## WORK TO COMPLETE:
Could you reproduce the listing below word for word, keeping every line and changing nothing?
-*-*-
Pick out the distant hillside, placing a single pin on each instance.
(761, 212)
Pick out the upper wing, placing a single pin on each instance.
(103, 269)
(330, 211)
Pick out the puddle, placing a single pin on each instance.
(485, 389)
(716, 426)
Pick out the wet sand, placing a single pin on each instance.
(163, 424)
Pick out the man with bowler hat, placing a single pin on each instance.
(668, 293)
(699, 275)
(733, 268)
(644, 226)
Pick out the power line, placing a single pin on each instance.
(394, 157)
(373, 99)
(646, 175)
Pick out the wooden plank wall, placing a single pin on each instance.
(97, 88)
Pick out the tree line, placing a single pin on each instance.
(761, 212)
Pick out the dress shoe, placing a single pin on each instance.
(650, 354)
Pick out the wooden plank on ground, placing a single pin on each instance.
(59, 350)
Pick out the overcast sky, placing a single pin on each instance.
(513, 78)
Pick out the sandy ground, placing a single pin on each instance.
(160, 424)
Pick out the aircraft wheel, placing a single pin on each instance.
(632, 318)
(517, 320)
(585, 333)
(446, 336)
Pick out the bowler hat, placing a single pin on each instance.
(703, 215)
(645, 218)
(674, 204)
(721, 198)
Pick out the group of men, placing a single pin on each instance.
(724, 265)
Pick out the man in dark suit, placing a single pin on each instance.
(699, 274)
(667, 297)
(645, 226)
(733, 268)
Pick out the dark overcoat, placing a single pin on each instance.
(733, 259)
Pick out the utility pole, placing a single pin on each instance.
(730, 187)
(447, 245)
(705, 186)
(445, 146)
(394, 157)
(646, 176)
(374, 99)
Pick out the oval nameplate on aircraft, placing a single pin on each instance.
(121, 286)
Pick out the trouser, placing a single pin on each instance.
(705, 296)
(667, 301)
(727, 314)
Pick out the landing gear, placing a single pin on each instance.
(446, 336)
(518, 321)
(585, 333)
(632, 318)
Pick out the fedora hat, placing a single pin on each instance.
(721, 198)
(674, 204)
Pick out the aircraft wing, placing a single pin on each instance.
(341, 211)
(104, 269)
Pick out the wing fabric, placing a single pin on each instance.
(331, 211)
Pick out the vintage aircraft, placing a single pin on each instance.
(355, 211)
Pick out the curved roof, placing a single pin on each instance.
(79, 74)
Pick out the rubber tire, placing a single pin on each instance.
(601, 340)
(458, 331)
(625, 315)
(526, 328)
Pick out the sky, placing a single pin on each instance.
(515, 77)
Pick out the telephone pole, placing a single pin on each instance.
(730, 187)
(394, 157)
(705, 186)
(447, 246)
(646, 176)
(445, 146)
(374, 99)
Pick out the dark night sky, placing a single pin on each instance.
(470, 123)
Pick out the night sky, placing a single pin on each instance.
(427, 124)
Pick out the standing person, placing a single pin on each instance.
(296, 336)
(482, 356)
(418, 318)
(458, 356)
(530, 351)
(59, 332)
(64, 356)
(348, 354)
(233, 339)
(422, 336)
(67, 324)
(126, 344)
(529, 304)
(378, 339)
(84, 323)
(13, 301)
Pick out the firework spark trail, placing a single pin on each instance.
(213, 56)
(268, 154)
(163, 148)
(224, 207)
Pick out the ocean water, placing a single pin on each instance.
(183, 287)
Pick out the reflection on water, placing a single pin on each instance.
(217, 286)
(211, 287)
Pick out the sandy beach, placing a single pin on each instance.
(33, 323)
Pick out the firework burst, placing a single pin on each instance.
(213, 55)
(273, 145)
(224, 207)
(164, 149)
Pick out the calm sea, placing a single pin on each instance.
-*-*-
## RESPONSE TO THIS TASK:
Pick out the distant hillside, placing a single pin on each instance.
(761, 212)
Pick out the upper wing, placing a single pin on each instance.
(103, 269)
(330, 211)
Pick out the puddle, placing a single pin on each instance.
(485, 389)
(716, 426)
Pick out the wet sand, placing a single pin on each instance.
(163, 424)
Pick out the man with bowler hat, placing a single pin on each instance.
(668, 293)
(699, 275)
(733, 268)
(644, 226)
Pick out the power line, placing a single pin on each instance.
(394, 157)
(373, 99)
(646, 175)
Pick out the wooden plank wall, placing a single pin on each instance.
(97, 88)
Pick out the tree line, placing a single pin on each instance.
(761, 212)
Pick out the dress shoe, placing a single pin on each instance.
(650, 354)
Pick out the wooden plank on ground, placing a single pin on each instance.
(59, 350)
Pick out the overcast sky, placing a single pin on each instance.
(513, 78)
Pick out the sandy ground, placing a single pin on each instance.
(160, 424)
Pick out the aircraft wheel, placing a single pin on each instance.
(632, 318)
(517, 320)
(585, 333)
(446, 336)
Pick out the bowler hat, placing a single pin on each instance.
(703, 215)
(645, 218)
(674, 204)
(721, 198)
Pick out the group of men, placing a single pin on each instance.
(724, 265)
Pick out the man in dark suit, placing a single pin on each instance.
(699, 274)
(667, 297)
(645, 226)
(733, 268)
Pick out the dark overcoat, placing a single pin on each instance.
(733, 259)
Pick out the utility pole, placing a single pin on each instance.
(730, 187)
(447, 245)
(705, 186)
(445, 146)
(394, 157)
(646, 176)
(374, 99)
Pick out the oval nameplate on aircraft, placing a single pin on each instance.
(121, 286)
Pick out the trouser, placing a single pin on each instance.
(705, 296)
(667, 301)
(727, 314)
Pick out the landing gear, placing a single pin on each instance.
(446, 336)
(518, 321)
(585, 333)
(632, 318)
Pick out the fedora hat, placing a single pin on each instance.
(721, 198)
(674, 204)
Pick out the aircraft wing, placing a single pin on each instance.
(341, 211)
(104, 269)
Pick out the wing fabric, placing a single pin on each instance.
(331, 211)
Pick out the vintage aircraft, placing a single pin on each instance.
(355, 211)
Pick out the curved roof, placing a single pin on each instance.
(79, 74)
Pick out the rubber tire, placing a single pin on each instance.
(601, 340)
(458, 331)
(625, 315)
(526, 328)
Pick out the sky, placing a single pin on each instance.
(515, 77)
Pick out the telephone pole, placing a single pin on each instance.
(730, 187)
(394, 157)
(705, 186)
(447, 246)
(646, 176)
(445, 146)
(374, 99)
Pick out the dark night sky, placing a single pin on each instance.
(470, 123)
Pick out the night sky, placing a single pin on each instance.
(427, 124)
Pick out the standing person, placing a single pin on each instance.
(296, 336)
(482, 356)
(418, 318)
(458, 356)
(530, 351)
(59, 332)
(64, 356)
(348, 354)
(233, 339)
(422, 336)
(67, 324)
(126, 344)
(529, 304)
(378, 339)
(84, 323)
(13, 301)
Pick out the firework spark trail, placing a single pin on each instance.
(213, 56)
(268, 154)
(163, 148)
(224, 207)
Pick out the ocean water, placing a single pin on each instance.
(183, 287)
Pick out the reflection on water, placing a single pin on each instance.
(217, 286)
(211, 287)
Pick out the sandy beach, placing a single pin on each instance.
(33, 323)
Pick out the firework burst, placing a single pin on each instance.
(213, 55)
(273, 145)
(224, 207)
(164, 149)
Pick out the calm sea, placing a single pin on each instance.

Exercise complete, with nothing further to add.